> _Instructions for the task_: Reproduce the records below verbatim, line for line, omitting the pictures.

----- Available records -----

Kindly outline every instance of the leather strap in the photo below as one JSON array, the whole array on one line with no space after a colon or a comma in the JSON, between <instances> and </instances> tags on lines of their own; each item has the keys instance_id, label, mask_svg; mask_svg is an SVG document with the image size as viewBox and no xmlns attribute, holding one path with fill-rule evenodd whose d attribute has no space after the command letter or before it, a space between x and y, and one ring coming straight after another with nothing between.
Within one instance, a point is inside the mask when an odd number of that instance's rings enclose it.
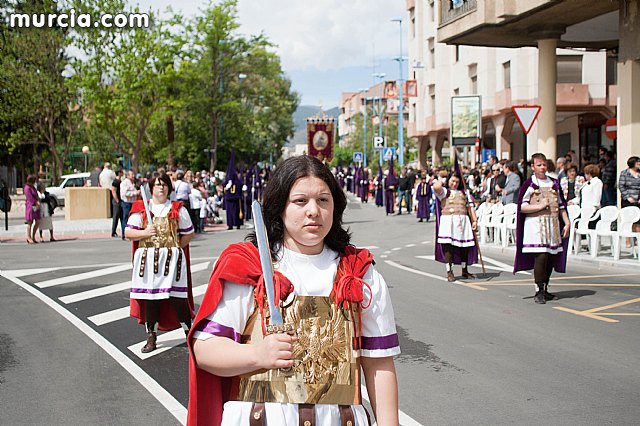
<instances>
[{"instance_id":1,"label":"leather strap","mask_svg":"<svg viewBox=\"0 0 640 426\"><path fill-rule=\"evenodd\" d=\"M355 426L356 421L353 417L353 410L350 405L340 405L340 425L341 426Z\"/></svg>"},{"instance_id":2,"label":"leather strap","mask_svg":"<svg viewBox=\"0 0 640 426\"><path fill-rule=\"evenodd\" d=\"M316 406L314 404L298 404L298 420L300 426L315 426Z\"/></svg>"},{"instance_id":3,"label":"leather strap","mask_svg":"<svg viewBox=\"0 0 640 426\"><path fill-rule=\"evenodd\" d=\"M265 426L266 424L267 414L264 411L264 402L254 402L251 406L249 426Z\"/></svg>"}]
</instances>

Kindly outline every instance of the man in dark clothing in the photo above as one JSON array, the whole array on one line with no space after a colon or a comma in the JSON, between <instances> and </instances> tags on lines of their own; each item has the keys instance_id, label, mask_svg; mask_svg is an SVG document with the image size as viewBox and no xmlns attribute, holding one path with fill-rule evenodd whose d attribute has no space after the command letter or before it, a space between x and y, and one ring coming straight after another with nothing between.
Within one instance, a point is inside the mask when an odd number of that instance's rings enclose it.
<instances>
[{"instance_id":1,"label":"man in dark clothing","mask_svg":"<svg viewBox=\"0 0 640 426\"><path fill-rule=\"evenodd\" d=\"M122 182L122 170L118 169L116 172L116 178L111 183L111 236L117 237L116 229L118 229L118 222L122 221L122 199L120 198L120 183Z\"/></svg>"},{"instance_id":2,"label":"man in dark clothing","mask_svg":"<svg viewBox=\"0 0 640 426\"><path fill-rule=\"evenodd\" d=\"M410 210L410 201L409 201L409 190L410 190L410 179L407 176L407 168L403 167L400 172L400 178L398 178L398 213L402 214L402 200L405 200L405 207L407 208L407 212L411 213Z\"/></svg>"}]
</instances>

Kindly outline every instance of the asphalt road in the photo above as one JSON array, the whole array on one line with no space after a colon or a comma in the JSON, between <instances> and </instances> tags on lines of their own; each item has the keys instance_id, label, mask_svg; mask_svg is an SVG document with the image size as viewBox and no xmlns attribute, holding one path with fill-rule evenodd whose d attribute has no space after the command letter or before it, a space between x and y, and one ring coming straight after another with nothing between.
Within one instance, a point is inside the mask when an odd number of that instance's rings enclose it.
<instances>
[{"instance_id":1,"label":"asphalt road","mask_svg":"<svg viewBox=\"0 0 640 426\"><path fill-rule=\"evenodd\" d=\"M509 272L508 252L483 246L487 273L448 283L433 261L433 223L350 203L346 225L391 290L401 424L638 423L637 268L570 263L552 279L560 299L536 305L531 275ZM194 287L245 234L192 242ZM184 336L140 357L144 328L126 312L129 260L118 239L0 245L0 424L183 421Z\"/></svg>"}]
</instances>

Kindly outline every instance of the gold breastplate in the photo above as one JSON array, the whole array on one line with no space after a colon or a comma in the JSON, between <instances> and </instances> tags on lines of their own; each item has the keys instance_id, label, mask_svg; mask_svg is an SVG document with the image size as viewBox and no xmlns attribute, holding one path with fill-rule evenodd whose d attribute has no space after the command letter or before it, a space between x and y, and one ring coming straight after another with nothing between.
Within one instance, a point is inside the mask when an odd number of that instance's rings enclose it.
<instances>
[{"instance_id":1,"label":"gold breastplate","mask_svg":"<svg viewBox=\"0 0 640 426\"><path fill-rule=\"evenodd\" d=\"M553 188L539 188L533 191L531 194L531 199L529 200L529 204L532 206L540 205L543 203L545 199L549 200L549 207L540 210L539 212L530 213L528 216L538 217L538 216L549 216L549 215L558 215L558 191Z\"/></svg>"},{"instance_id":2,"label":"gold breastplate","mask_svg":"<svg viewBox=\"0 0 640 426\"><path fill-rule=\"evenodd\" d=\"M360 364L353 349L354 323L349 312L329 297L296 296L283 318L294 326L290 371L262 370L240 378L237 400L295 404L359 404ZM243 339L263 339L258 309Z\"/></svg>"},{"instance_id":3,"label":"gold breastplate","mask_svg":"<svg viewBox=\"0 0 640 426\"><path fill-rule=\"evenodd\" d=\"M178 239L178 220L169 219L167 217L154 217L153 224L156 227L156 235L154 237L140 240L139 247L162 248L162 247L180 247Z\"/></svg>"},{"instance_id":4,"label":"gold breastplate","mask_svg":"<svg viewBox=\"0 0 640 426\"><path fill-rule=\"evenodd\" d=\"M466 215L467 214L467 197L463 192L451 192L451 194L442 200L443 215Z\"/></svg>"}]
</instances>

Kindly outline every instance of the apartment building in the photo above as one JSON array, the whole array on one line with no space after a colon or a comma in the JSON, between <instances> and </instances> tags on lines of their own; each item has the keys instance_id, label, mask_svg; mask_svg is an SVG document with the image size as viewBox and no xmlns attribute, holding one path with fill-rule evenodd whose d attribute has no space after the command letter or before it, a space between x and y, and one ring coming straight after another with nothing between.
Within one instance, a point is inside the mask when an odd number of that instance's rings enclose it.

-----

> _Answer below_:
Kindly outline every instance of the leather strap in the photo below as one JSON array, the whole array on one line with no space after a colon or a comma in the JSON, between <instances> and </instances> tags on lines of their own; each item has the keys instance_id, label, mask_svg; mask_svg is an SVG document with the image size as viewBox and no xmlns attribute, holding one path with fill-rule evenodd whose d attribute has no space after the command letter or before it, a space between x and y, and one ring coming straight after another with nothing between.
Within one instance, a point is inside the mask when an odd number of that instance's rings enclose it.
<instances>
[{"instance_id":1,"label":"leather strap","mask_svg":"<svg viewBox=\"0 0 640 426\"><path fill-rule=\"evenodd\" d=\"M355 426L356 421L353 417L353 410L350 405L340 405L340 425L341 426Z\"/></svg>"},{"instance_id":2,"label":"leather strap","mask_svg":"<svg viewBox=\"0 0 640 426\"><path fill-rule=\"evenodd\" d=\"M316 406L314 404L298 404L298 420L300 426L315 426Z\"/></svg>"},{"instance_id":3,"label":"leather strap","mask_svg":"<svg viewBox=\"0 0 640 426\"><path fill-rule=\"evenodd\" d=\"M265 426L266 424L267 414L264 411L264 402L254 402L251 406L249 426Z\"/></svg>"}]
</instances>

Kindly outline every instance of the man in dark clothing in the photo above as one JSON array, the whole array on one line with no space after a colon or a comma in the JSON, between <instances> and </instances> tags on lines of their own; each item has the keys instance_id, label, mask_svg; mask_svg is an SVG document with the image size as viewBox and no xmlns attribute, holding one path with fill-rule evenodd whose d attribute has no space after the command letter or before it, a space between x and y, and one ring coming straight after another with nothing between.
Within one instance, a point is inside the mask when an odd number of that instance's rings enclose it.
<instances>
[{"instance_id":1,"label":"man in dark clothing","mask_svg":"<svg viewBox=\"0 0 640 426\"><path fill-rule=\"evenodd\" d=\"M122 182L122 170L118 169L116 172L116 178L111 183L111 236L117 237L116 229L118 229L118 222L122 221L122 199L120 198L120 183Z\"/></svg>"},{"instance_id":2,"label":"man in dark clothing","mask_svg":"<svg viewBox=\"0 0 640 426\"><path fill-rule=\"evenodd\" d=\"M410 210L410 201L409 201L409 190L410 190L410 179L407 176L407 168L403 167L400 172L400 178L398 178L398 213L402 214L402 200L405 200L405 207L407 208L407 212L411 213Z\"/></svg>"}]
</instances>

Kindly outline every instance of the asphalt road in the photo above as one JSON array, the whole array on one line with no space after a colon or a comma in the JSON, between <instances> and </instances> tags on lines of their own; each item has the keys instance_id, label, mask_svg; mask_svg is an SVG document with the image size as viewBox and no xmlns attribute, holding one path with fill-rule evenodd whose d attribute has no space after the command letter or before it, a space between x and y, and one ring coming straight after another with nothing between.
Within one instance, a point is inside the mask when an odd number of that instance's rings enclose it.
<instances>
[{"instance_id":1,"label":"asphalt road","mask_svg":"<svg viewBox=\"0 0 640 426\"><path fill-rule=\"evenodd\" d=\"M509 272L508 252L483 246L487 273L448 283L433 261L433 223L350 203L346 225L391 290L401 424L638 423L637 268L570 263L552 279L560 299L536 305L531 275ZM194 287L245 234L192 242ZM184 336L140 357L144 328L126 312L129 260L118 239L0 245L0 424L183 421Z\"/></svg>"}]
</instances>

Kindly outline every instance of the gold breastplate in the photo above as one JSON array, the whole array on one line with no space after a colon or a comma in the JSON, between <instances> and </instances> tags on lines of their own; each item has the keys instance_id, label, mask_svg; mask_svg is an SVG document with the image size as viewBox and no xmlns attribute, holding one path with fill-rule evenodd whose d attribute has no space after the command letter or before it, a space between x and y, and one ring coming straight after another with nothing between.
Within one instance, a point is inside the mask when an odd number of that instance's rings enclose it.
<instances>
[{"instance_id":1,"label":"gold breastplate","mask_svg":"<svg viewBox=\"0 0 640 426\"><path fill-rule=\"evenodd\" d=\"M553 188L539 188L533 191L531 194L531 199L529 200L529 204L532 206L540 205L543 203L545 199L549 200L549 207L540 210L539 212L530 213L528 216L538 217L538 216L549 216L549 215L558 215L558 191Z\"/></svg>"},{"instance_id":2,"label":"gold breastplate","mask_svg":"<svg viewBox=\"0 0 640 426\"><path fill-rule=\"evenodd\" d=\"M360 364L353 349L354 323L349 312L329 297L296 296L283 318L294 326L290 371L262 370L240 378L237 400L295 404L359 404ZM243 339L263 339L258 309Z\"/></svg>"},{"instance_id":3,"label":"gold breastplate","mask_svg":"<svg viewBox=\"0 0 640 426\"><path fill-rule=\"evenodd\" d=\"M178 239L178 220L169 219L167 217L154 217L153 224L156 227L156 235L154 237L140 240L139 247L162 248L162 247L180 247Z\"/></svg>"},{"instance_id":4,"label":"gold breastplate","mask_svg":"<svg viewBox=\"0 0 640 426\"><path fill-rule=\"evenodd\" d=\"M466 215L467 214L467 197L463 192L451 192L451 194L442 200L443 215Z\"/></svg>"}]
</instances>

Kindly outline every instance of the apartment building in the photo above as one JSON array, the whole array on one line with no space after a colon or a comma in the JSON, between <instances> and </instances> tags on lines of their own; each item has the keys instance_id, label, mask_svg; mask_svg is an SVG document with the image size as viewBox and no xmlns attribute, holding one path with fill-rule evenodd whose d attribute has no space after the command letter or before it, a space between x and y, and one ring coming straight after another with nothing between.
Within one instance, a point is inside the mask when an odd number of that instance's rings enclose it.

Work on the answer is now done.